- [Excerpted records]:
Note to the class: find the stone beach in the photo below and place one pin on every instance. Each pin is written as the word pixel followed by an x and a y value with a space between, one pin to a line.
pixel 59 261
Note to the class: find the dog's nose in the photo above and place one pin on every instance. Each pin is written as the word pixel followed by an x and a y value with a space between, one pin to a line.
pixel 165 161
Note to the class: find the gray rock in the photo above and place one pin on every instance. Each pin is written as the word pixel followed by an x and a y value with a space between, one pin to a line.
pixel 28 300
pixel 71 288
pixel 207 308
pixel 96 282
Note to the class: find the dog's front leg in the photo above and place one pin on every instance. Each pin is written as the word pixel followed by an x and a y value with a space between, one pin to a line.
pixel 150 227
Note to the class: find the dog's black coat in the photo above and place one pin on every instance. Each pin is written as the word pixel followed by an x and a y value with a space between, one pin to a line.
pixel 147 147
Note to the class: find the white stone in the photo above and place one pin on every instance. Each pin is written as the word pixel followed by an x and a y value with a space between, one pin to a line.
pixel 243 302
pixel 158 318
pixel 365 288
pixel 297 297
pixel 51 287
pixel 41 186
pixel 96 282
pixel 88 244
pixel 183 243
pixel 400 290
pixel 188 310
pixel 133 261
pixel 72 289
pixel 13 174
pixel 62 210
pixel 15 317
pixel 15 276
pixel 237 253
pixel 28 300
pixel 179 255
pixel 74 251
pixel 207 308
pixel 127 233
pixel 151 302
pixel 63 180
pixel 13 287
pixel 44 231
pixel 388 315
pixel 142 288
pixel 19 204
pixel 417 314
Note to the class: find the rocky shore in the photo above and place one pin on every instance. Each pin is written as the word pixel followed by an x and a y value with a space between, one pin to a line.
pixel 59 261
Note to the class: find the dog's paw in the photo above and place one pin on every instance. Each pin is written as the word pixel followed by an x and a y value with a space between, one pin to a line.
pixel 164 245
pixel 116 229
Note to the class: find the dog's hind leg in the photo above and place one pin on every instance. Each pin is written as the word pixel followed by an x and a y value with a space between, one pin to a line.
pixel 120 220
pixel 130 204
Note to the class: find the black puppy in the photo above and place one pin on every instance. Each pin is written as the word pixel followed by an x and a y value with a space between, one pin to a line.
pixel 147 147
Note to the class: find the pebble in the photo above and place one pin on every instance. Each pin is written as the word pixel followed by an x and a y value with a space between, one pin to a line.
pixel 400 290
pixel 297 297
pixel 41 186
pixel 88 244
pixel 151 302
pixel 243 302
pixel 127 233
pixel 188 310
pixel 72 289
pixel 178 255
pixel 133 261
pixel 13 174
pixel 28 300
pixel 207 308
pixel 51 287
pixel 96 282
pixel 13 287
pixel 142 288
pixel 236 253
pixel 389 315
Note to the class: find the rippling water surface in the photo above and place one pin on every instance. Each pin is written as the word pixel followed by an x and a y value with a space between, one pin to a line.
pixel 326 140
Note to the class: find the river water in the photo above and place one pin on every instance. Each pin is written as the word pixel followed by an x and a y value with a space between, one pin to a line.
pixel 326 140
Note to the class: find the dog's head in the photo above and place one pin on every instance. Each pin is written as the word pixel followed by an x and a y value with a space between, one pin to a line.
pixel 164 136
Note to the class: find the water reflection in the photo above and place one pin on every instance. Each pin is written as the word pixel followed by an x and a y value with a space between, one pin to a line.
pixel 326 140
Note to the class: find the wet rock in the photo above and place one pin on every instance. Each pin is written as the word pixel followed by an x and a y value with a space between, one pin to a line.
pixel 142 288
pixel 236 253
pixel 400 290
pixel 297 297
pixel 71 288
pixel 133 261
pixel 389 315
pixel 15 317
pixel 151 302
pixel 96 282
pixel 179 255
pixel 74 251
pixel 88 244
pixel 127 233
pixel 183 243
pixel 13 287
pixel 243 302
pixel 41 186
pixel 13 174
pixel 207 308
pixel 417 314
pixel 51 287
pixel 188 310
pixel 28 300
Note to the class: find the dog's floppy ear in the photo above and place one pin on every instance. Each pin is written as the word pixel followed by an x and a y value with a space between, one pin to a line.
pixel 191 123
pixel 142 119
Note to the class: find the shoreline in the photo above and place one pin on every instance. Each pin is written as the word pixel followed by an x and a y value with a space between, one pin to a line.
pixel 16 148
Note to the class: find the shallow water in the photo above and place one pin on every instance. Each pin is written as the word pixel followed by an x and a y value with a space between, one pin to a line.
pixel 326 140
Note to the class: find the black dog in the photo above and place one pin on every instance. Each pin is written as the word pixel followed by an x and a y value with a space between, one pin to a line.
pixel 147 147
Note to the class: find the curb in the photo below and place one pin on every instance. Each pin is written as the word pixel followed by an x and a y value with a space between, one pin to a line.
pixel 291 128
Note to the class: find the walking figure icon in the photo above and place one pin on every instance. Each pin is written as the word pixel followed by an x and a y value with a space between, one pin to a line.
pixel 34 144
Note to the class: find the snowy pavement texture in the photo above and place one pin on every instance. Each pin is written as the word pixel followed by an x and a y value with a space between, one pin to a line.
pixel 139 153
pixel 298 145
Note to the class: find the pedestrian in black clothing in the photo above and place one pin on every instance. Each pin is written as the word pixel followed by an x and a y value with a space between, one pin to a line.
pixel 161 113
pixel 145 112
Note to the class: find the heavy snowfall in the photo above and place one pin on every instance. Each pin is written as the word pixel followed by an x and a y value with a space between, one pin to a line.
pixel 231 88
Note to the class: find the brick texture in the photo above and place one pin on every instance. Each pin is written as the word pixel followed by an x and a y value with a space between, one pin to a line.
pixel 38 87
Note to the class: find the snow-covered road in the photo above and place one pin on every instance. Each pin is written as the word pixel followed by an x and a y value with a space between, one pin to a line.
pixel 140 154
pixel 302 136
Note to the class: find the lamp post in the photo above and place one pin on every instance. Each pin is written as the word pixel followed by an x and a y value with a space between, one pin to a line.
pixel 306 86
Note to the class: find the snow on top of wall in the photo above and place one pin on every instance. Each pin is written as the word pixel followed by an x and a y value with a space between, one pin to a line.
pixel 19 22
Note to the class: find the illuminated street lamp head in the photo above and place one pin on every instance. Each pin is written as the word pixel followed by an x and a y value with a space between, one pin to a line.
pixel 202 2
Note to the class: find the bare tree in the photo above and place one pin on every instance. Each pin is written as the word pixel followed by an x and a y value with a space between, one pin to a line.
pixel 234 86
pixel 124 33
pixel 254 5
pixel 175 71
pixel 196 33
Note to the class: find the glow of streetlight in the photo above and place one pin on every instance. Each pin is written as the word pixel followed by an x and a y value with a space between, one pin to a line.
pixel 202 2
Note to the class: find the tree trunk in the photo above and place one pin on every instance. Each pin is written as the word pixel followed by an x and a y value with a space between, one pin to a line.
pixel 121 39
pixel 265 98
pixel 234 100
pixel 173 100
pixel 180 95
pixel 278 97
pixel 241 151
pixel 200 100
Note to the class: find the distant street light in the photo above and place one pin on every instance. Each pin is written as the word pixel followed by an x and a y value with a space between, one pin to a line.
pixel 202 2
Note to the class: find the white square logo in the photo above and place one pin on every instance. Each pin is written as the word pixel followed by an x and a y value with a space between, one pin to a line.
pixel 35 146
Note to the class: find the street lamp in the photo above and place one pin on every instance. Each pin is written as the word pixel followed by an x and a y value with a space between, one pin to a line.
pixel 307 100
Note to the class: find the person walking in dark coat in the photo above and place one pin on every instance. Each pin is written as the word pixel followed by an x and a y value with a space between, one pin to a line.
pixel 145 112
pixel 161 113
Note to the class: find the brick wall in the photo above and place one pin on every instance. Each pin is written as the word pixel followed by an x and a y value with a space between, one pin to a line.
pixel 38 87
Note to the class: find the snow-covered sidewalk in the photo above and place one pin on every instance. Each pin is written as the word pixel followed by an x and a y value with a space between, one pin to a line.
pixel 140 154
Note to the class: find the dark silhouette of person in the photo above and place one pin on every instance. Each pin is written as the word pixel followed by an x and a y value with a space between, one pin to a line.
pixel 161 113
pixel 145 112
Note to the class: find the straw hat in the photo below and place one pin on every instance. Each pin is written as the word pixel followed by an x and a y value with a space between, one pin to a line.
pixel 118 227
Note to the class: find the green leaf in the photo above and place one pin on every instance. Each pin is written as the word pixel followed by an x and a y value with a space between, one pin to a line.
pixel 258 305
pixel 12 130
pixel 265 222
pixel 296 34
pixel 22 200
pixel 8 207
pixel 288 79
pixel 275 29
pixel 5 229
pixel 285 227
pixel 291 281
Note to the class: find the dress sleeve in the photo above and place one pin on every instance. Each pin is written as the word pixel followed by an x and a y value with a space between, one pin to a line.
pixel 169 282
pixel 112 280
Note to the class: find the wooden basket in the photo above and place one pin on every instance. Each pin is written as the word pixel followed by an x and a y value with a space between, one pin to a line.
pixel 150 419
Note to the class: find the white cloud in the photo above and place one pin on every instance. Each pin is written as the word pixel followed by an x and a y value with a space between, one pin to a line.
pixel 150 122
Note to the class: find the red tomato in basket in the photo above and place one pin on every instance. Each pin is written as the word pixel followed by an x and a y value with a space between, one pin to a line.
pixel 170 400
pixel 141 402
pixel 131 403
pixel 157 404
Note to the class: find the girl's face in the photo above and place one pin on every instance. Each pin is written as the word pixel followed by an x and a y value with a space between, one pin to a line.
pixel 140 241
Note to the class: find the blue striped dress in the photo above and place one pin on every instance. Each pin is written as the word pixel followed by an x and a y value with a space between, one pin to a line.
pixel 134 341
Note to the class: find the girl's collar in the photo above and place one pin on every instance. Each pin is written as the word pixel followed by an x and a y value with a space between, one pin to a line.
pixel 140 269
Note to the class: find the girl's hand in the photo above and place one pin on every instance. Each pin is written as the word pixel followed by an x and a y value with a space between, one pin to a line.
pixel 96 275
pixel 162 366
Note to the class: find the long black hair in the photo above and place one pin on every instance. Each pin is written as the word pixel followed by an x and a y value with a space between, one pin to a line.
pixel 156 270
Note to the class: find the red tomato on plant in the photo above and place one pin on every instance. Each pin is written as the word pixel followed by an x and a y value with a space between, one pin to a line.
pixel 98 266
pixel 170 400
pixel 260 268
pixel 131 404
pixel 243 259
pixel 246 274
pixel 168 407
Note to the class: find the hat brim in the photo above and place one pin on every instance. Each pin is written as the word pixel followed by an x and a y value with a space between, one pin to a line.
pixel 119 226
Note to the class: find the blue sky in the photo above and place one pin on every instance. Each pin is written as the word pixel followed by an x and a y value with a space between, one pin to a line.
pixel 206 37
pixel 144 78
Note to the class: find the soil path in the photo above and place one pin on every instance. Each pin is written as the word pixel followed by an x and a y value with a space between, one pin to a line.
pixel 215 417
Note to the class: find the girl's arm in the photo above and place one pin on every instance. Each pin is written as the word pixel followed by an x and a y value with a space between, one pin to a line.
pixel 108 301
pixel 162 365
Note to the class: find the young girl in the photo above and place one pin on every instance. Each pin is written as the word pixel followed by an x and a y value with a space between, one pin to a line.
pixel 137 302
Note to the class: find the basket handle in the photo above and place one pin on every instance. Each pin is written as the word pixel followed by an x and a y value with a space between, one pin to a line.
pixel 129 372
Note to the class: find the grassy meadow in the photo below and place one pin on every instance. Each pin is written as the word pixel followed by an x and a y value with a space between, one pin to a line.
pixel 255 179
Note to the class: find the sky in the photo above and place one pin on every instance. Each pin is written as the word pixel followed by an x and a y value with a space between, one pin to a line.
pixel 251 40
==
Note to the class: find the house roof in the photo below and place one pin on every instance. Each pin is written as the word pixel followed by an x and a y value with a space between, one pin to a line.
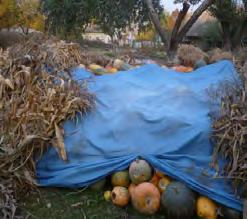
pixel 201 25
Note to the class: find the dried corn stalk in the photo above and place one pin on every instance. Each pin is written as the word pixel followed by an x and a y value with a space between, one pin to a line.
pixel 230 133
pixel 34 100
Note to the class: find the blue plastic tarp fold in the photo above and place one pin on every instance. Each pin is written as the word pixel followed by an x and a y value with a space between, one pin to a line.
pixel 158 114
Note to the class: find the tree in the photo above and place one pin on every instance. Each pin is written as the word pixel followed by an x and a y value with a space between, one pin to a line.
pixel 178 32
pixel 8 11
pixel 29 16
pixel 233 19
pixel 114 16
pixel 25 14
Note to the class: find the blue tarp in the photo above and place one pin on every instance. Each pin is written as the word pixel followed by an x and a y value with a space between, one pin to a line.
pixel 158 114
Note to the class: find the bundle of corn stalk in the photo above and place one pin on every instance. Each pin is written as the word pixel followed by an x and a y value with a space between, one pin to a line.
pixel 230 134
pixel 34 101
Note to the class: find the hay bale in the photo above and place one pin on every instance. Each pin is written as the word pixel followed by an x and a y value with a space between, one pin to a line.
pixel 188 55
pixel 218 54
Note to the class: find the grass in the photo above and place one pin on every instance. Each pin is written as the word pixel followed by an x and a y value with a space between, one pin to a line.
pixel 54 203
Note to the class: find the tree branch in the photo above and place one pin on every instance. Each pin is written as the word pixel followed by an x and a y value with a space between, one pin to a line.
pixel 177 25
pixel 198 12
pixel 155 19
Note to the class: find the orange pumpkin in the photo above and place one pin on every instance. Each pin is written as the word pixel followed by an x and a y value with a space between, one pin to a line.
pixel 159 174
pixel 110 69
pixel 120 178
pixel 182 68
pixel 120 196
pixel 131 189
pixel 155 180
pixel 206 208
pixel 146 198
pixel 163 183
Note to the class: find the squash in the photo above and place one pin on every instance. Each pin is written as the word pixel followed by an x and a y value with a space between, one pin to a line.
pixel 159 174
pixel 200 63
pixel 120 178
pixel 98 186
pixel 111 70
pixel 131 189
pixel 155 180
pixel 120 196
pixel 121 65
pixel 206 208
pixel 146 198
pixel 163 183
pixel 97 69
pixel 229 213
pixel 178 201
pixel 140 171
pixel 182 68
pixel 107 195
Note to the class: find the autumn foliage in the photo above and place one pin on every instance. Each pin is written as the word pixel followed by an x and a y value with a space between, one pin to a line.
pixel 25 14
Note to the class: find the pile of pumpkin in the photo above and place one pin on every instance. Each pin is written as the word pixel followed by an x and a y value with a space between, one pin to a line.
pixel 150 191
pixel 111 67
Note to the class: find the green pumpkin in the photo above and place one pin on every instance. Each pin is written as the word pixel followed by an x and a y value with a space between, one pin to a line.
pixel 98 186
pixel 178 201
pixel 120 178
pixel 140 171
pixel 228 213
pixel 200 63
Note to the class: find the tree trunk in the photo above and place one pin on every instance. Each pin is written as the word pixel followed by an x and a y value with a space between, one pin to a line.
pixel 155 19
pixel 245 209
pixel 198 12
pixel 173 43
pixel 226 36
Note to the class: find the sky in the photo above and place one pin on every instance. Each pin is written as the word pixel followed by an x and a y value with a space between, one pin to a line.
---
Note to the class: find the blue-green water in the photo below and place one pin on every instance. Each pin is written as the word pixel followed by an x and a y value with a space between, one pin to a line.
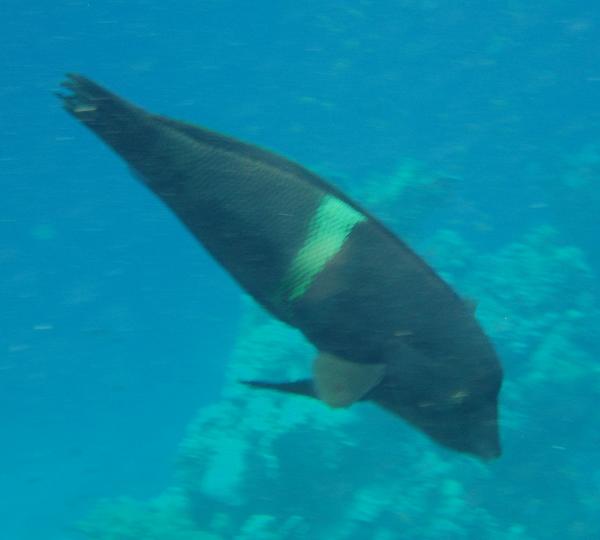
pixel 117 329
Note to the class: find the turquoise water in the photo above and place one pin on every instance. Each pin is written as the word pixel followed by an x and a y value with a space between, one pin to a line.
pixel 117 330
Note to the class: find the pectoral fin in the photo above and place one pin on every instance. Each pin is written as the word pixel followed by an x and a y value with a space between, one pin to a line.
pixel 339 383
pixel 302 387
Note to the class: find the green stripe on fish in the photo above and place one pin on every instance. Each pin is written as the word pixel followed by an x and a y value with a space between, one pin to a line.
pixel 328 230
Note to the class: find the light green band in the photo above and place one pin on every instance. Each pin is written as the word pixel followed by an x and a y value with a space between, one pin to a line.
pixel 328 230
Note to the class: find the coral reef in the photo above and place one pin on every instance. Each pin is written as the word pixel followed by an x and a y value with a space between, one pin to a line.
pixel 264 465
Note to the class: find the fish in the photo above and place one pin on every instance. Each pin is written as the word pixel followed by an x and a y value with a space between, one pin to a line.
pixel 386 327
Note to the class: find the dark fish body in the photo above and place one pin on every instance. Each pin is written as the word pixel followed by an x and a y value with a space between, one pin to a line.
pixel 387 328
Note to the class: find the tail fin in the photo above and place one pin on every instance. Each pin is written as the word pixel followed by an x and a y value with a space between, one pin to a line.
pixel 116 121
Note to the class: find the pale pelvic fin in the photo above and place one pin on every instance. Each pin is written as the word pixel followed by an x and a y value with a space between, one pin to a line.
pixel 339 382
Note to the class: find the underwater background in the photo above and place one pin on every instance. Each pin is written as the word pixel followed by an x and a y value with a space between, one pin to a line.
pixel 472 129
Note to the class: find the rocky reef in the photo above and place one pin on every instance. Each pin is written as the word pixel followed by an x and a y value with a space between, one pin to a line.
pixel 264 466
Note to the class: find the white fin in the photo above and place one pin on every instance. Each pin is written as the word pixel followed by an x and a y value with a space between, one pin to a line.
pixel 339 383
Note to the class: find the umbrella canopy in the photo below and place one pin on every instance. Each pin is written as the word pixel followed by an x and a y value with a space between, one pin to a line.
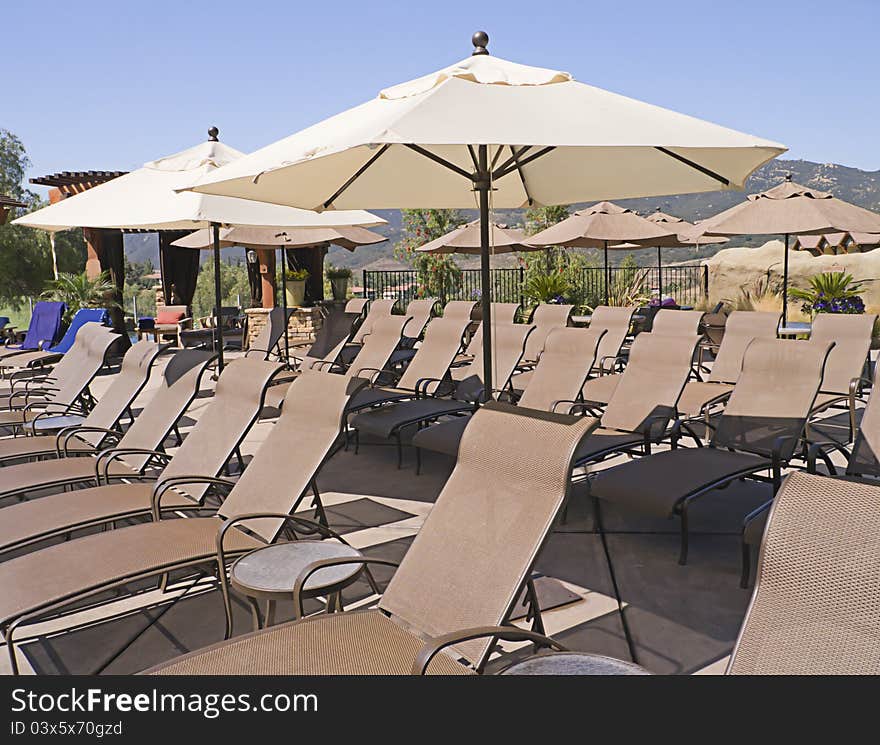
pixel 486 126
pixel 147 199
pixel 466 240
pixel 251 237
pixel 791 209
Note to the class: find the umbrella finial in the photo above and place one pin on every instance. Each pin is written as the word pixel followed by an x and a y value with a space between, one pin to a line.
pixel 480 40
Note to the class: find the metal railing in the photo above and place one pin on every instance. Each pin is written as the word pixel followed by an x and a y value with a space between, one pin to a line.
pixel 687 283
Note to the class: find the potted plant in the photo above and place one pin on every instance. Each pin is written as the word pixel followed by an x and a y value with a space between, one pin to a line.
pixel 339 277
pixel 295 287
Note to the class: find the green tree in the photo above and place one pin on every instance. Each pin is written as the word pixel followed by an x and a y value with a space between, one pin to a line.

- [Task goal]: Could you copy, word for word, the lines in the records between the line containing "Note to the class: find the grass in" and the line containing "pixel 54 203", inclusive, and return only those lines?

- [Full response]:
Note to the class: find the grass in the photo above and place one pin on every instance. Each pin is written as the word pixel followed by an x and a y value with a space between, one pin to a line.
pixel 54 203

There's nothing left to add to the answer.